Start of EXCERPT TO READ
# Moving back to Uk from Italy



## shauns303 (Jan 9, 2012)

We will not be moving many things, just some suitcases, speakers, projector and some kitchen stuff, but will not be able to do it by plane. We were considering hiring a car and driving ourselves but then we would have to return the car to Italy and then fly to uk. Too much effort and expense. 

Does anyone know of a car hiring service that allows a drop off in another country? Rather than returning it? I have been searching but have had no luck. 

Or any removal companies that do small jobs for a good price? Private career? Or any other suggestions? Should I post this in another forum? 

Thanks to anyone you will read and feel like lending some advice. 

Ciao


----------



## jessabella (Apr 16, 2012)

I know enterprise has offices all over and different countries so might be worth giving them a ring...not sure but they did come to mind


----------



## Twinkle Canelli (Mar 2, 2012)

In January of this year, I had to pick up a new car from Monte Carlo. I tried to hire a car in Italy and drop it off in Monaco, but it was absolutely impossible. I ended up paying someone to come from Monte Carlo to Piemonte and take me back with them and drop me off there. I think your best bet is to try to find someone who is doing a similar journey and sharing costs.


----------



## shauns303 (Jan 9, 2012)

Thank you for the replies. I think I have found company through a service on the expat forum. That will do the door to door move for a good price. "I Think"....


----------



## Twinkle Canelli (Mar 2, 2012)

Will have my fingers crossed for you! Good luck!


----------
End of EXCERPT TO READ
TASKS AND EXERCISES:
• a. In the thread on moving back to the UK from Italy, copy the passage from "Does anyone know" to "lending some advice.".
• b. Answer these questions using the thread on moving back to the UK from Italy:
(i) Which items does shauns303 list as the things to be moved?
(ii) Which company does jessabella suggest contacting?
(iii) Where did Twinkle Canelli have to pick up a new car?
Start of INFORMATION PROVIDED
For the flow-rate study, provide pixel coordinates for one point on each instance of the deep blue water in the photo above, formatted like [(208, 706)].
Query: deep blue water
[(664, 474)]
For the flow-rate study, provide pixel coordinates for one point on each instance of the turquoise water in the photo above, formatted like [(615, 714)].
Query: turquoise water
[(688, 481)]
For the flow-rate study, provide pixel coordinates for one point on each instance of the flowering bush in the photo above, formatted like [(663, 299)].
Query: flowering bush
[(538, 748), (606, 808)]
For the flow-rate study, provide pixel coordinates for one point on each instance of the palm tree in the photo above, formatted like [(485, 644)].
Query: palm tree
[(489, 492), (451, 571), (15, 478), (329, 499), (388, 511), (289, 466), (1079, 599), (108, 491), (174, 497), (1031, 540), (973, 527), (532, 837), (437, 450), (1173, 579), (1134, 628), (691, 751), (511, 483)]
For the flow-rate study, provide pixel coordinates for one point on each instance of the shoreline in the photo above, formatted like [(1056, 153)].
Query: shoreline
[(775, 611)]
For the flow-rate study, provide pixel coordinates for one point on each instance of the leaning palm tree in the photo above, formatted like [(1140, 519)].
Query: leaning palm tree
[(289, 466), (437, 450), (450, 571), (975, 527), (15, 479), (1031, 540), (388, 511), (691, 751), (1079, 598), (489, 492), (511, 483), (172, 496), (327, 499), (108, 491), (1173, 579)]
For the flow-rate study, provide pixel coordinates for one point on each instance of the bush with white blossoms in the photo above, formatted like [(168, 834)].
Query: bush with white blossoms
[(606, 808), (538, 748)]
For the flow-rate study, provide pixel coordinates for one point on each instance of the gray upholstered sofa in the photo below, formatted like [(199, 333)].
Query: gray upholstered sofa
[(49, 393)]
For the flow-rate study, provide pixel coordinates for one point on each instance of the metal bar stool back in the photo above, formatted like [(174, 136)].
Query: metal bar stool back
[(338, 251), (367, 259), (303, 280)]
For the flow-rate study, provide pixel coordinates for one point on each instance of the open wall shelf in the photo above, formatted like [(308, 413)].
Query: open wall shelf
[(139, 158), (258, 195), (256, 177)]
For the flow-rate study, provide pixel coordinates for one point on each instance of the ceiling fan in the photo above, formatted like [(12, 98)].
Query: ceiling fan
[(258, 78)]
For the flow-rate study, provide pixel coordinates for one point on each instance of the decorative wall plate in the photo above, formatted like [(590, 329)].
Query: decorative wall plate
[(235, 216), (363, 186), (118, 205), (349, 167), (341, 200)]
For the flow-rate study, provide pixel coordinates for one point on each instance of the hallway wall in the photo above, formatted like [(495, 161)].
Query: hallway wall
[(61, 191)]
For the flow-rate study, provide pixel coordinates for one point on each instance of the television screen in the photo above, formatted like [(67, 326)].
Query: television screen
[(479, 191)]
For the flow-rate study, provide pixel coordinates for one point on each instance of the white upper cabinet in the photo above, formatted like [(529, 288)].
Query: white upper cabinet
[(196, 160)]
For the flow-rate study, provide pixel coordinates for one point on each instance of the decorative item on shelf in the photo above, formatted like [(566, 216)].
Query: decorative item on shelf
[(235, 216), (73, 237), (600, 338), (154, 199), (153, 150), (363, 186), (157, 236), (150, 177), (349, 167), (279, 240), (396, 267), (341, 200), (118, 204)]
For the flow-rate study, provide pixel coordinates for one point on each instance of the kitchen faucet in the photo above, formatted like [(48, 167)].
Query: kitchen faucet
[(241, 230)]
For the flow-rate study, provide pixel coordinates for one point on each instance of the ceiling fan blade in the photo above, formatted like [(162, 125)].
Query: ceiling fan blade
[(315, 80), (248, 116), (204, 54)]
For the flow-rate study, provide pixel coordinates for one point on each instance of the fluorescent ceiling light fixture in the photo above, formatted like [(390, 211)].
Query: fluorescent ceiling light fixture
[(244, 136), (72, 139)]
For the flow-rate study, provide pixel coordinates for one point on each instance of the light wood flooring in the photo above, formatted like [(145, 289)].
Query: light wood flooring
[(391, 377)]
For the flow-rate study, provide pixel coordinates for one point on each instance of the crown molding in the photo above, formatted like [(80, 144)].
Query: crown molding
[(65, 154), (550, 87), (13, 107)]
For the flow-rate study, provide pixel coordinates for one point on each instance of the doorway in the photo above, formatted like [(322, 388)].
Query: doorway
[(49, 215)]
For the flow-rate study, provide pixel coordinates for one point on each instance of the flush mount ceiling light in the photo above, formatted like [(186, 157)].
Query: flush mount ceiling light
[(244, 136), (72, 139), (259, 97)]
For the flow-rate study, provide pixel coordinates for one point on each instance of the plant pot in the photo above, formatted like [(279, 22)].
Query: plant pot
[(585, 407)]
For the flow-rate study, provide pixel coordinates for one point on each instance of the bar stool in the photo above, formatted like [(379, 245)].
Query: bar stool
End of INFORMATION PROVIDED
OUTPUTS FOR THE TASKS:
• a.
Does anyone know of a car hiring service that allows a drop off in another country? Rather than returning it? I have been searching but have had no luck. 

Or any removal companies that do small jobs for a good price? Private career? Or any other suggestions? Should I post this in another forum? 

Thanks to anyone you will read and feel like lending some advice.

• b.
(i) Some suitcases, speakers, a projector and some kitchen stuff.
(ii) Enterprise.
(iii) Monte Carlo.